=== SHORT TASK ===
Put every line of the data below into a JSON list of strings, one string per line, skipping blank lines. Leave the pictures out.

=== DATASET EXTRACT ===
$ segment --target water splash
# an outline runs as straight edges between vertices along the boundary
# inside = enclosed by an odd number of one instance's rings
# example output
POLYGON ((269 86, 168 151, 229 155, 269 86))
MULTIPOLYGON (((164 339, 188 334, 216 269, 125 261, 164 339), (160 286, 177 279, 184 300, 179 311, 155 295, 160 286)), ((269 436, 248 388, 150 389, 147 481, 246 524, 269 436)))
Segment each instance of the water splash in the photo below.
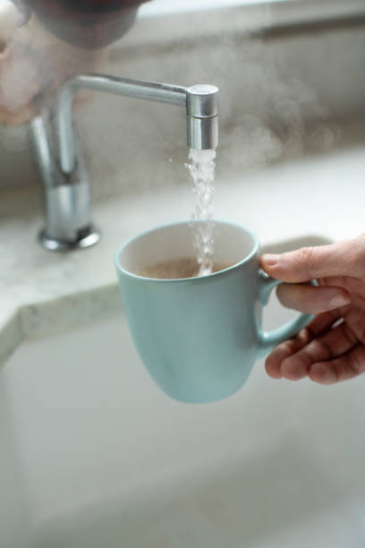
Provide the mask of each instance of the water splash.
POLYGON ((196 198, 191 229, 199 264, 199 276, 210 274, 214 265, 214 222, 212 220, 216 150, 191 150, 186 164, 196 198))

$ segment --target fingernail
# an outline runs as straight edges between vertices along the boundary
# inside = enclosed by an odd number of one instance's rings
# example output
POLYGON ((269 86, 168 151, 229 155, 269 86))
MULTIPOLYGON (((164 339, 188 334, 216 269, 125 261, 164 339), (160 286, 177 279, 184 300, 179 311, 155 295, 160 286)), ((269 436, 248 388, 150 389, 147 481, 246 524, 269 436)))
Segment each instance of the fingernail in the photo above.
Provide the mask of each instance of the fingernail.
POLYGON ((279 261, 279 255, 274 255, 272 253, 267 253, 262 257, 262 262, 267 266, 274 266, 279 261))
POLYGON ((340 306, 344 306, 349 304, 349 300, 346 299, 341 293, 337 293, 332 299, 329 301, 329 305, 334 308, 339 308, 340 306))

=== EXPECTED OUTPUT ===
[
  "$ segment --target water splash",
  "# an outline runs as straight edges between vertices along the boundary",
  "# inside = enclosed by an odd number of one instance's rings",
  "# example output",
  "POLYGON ((269 86, 168 151, 229 155, 269 86))",
  "MULTIPOLYGON (((164 339, 188 334, 216 269, 125 261, 164 339), (160 286, 177 279, 184 300, 179 311, 155 295, 160 286)), ((269 436, 248 388, 150 389, 147 481, 246 524, 269 436)))",
  "Segment each instance of the water splash in the photo below.",
  "Provide the mask of each instance of the water splash.",
  "POLYGON ((196 198, 191 229, 199 264, 199 276, 210 274, 214 265, 214 222, 212 220, 216 150, 191 150, 186 164, 196 198))",
  "$ segment --target fingernail",
  "# an outline runs as straight edges between vertices along the boundary",
  "# inside = enclosed by an odd number of one instance's rings",
  "# example output",
  "POLYGON ((269 86, 168 151, 229 155, 269 86))",
  "MULTIPOLYGON (((164 339, 188 334, 216 269, 125 261, 164 339), (160 286, 177 279, 184 300, 179 311, 155 295, 160 286)), ((269 436, 248 388, 150 389, 147 481, 246 524, 269 436)))",
  "Segment each instance of the fingernail in the photo above.",
  "Provide the mask of each instance of the fingernail.",
  "POLYGON ((279 261, 279 255, 274 255, 272 253, 267 253, 262 257, 262 262, 267 266, 274 266, 279 261))",
  "POLYGON ((340 306, 344 306, 349 304, 349 300, 346 299, 341 293, 337 293, 332 299, 329 301, 329 305, 334 308, 339 308, 340 306))"
]